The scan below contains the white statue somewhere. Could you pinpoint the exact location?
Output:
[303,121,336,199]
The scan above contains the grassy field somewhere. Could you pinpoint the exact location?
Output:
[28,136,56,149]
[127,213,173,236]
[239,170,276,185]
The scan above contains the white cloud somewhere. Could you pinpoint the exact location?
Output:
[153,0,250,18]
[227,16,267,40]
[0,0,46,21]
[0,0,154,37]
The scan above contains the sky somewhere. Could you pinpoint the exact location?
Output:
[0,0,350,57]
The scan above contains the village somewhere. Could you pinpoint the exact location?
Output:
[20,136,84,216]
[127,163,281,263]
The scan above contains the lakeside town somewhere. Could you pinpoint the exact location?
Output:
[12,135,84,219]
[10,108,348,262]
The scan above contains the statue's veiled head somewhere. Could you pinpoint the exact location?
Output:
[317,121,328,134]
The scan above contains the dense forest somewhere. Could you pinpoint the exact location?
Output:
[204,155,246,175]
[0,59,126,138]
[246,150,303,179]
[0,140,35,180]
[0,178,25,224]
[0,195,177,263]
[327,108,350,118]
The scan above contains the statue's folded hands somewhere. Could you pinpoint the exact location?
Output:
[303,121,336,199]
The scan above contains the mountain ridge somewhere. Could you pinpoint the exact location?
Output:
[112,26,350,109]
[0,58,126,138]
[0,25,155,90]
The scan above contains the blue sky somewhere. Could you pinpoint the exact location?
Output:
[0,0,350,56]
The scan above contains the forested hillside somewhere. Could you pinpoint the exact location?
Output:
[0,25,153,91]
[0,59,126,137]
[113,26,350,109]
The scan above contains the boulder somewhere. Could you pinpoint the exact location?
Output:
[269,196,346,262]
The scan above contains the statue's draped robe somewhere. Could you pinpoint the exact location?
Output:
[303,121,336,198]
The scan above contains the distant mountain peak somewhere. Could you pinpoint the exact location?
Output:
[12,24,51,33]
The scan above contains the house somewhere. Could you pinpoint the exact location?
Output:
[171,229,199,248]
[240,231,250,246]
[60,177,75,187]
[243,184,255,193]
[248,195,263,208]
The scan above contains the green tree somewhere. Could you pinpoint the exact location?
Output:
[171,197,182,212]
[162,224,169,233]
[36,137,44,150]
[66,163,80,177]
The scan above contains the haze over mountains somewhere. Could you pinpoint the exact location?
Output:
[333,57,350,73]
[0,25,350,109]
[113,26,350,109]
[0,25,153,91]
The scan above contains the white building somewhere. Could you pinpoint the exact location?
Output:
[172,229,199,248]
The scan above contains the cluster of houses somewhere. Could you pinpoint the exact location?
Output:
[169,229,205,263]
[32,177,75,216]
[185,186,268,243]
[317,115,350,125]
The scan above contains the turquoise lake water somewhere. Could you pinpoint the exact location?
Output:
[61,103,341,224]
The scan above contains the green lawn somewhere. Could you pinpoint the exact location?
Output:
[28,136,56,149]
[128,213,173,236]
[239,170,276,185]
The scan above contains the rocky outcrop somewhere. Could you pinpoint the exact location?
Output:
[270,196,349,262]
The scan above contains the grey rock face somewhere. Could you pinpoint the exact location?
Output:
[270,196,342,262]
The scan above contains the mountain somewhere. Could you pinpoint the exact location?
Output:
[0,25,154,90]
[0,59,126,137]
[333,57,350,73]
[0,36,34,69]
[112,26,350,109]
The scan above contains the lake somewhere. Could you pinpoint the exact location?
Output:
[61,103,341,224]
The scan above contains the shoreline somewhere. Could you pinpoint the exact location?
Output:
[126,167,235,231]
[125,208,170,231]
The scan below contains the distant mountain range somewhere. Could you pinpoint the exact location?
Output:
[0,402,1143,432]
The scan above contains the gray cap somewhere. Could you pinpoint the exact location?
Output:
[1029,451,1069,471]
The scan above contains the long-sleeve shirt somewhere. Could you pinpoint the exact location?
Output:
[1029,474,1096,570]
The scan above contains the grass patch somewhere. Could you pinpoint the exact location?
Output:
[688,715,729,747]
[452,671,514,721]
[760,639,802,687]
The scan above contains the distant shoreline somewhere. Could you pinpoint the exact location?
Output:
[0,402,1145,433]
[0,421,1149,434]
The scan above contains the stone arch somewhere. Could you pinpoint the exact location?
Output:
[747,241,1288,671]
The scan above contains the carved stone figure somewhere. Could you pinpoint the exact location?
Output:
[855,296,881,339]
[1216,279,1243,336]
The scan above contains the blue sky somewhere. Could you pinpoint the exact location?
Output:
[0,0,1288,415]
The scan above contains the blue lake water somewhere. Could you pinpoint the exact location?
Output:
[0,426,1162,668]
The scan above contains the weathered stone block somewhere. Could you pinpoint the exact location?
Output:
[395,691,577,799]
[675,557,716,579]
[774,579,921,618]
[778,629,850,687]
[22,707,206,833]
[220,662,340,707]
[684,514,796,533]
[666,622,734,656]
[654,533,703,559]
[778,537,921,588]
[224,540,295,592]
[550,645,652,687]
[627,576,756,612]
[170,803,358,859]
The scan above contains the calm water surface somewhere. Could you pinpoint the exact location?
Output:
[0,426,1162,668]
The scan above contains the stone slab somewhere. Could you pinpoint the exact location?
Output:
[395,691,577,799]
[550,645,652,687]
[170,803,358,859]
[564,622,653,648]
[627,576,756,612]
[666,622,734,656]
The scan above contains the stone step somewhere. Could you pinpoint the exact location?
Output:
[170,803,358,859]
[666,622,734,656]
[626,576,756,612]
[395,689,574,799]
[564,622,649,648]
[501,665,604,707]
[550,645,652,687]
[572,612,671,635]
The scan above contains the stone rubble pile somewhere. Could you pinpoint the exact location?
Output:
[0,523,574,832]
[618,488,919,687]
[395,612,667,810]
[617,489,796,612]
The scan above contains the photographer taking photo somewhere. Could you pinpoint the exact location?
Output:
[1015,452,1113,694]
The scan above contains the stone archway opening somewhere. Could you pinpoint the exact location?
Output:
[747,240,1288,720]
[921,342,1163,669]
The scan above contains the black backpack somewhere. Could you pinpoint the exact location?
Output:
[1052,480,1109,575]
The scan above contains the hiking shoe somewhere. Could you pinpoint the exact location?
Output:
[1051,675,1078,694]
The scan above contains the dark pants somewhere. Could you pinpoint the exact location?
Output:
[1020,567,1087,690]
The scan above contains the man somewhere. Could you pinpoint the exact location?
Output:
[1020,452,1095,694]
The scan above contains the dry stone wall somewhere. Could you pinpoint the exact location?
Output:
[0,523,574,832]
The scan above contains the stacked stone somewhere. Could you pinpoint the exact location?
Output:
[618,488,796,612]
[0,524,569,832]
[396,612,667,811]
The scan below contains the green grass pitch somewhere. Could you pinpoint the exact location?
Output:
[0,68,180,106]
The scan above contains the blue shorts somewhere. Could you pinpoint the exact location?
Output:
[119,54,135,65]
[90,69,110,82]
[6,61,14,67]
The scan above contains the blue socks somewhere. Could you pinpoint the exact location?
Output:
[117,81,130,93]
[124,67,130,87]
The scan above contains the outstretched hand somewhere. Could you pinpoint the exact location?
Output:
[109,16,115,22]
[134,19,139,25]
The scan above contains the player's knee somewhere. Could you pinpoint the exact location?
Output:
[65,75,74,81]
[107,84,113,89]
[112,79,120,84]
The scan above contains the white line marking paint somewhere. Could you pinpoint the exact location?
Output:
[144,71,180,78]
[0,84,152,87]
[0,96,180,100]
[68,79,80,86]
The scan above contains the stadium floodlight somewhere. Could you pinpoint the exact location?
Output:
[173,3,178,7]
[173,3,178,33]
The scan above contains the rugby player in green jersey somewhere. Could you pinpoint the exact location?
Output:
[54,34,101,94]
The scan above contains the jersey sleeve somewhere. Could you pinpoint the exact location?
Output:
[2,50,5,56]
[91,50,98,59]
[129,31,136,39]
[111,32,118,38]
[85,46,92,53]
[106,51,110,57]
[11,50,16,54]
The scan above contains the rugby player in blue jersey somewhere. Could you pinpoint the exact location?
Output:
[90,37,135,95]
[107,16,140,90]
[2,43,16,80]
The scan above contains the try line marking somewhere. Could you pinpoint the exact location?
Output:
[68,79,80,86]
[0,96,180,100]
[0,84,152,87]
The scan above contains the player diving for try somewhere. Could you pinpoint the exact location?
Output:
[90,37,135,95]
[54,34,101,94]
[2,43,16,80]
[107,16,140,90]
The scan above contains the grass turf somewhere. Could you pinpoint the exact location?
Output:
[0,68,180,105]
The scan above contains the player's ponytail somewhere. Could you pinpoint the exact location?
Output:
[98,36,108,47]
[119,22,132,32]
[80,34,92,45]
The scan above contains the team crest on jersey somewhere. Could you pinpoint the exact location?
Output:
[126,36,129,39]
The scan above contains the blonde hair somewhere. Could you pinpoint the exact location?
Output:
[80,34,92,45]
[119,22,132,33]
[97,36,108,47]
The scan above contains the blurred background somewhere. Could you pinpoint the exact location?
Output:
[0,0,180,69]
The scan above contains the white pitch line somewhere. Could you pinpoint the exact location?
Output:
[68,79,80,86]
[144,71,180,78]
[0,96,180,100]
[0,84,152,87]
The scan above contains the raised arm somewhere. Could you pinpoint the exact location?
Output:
------------------------
#### 你的目标
把从含有“The scan above contains the mountain ridge”的那一行到含有“[172,229,199,248]”的那一行这一段重新写出，首尾两行都算在内，其中的“boulder”换成“rock”，其余一概不变。

#### 本题结果
The scan above contains the mountain ridge somewhere. Could you pinpoint the exact location?
Output:
[112,26,350,109]
[0,58,126,138]
[0,25,155,90]
The scan above contains the blue sky somewhere. Could you pinpoint the exact location?
Output:
[0,0,350,56]
The scan above contains the forested hillside somewhere. Could you pinpoint the exact location?
Output:
[0,25,153,91]
[0,59,126,137]
[113,26,350,109]
The scan above contains the rock somewhere. Could you pinpoint the exact location?
Output:
[269,196,346,262]
The scan above contains the statue's draped robe somewhere. Could you pinpoint the exact location?
Output:
[303,121,336,198]
The scan above contains the distant mountain peak somewhere. Could you pinpoint the exact location?
Output:
[12,24,51,33]
The scan above contains the house somewhere. Could you pinpoint the exact location?
Output:
[171,229,199,248]
[240,231,250,246]
[60,177,75,187]
[243,184,255,193]
[248,195,263,208]
The scan above contains the green tree somewhere. Could you pinpoint the exact location?
Output:
[171,197,182,212]
[162,224,169,233]
[36,137,44,150]
[66,163,80,177]
The scan above contains the haze over mountains somewhere. Could you pinpoint the exact location?
Output:
[333,57,350,73]
[0,25,350,109]
[113,26,350,109]
[0,25,153,91]
The scan above contains the white building somewhere. Could you pinpoint the exact location?
Output:
[172,229,199,248]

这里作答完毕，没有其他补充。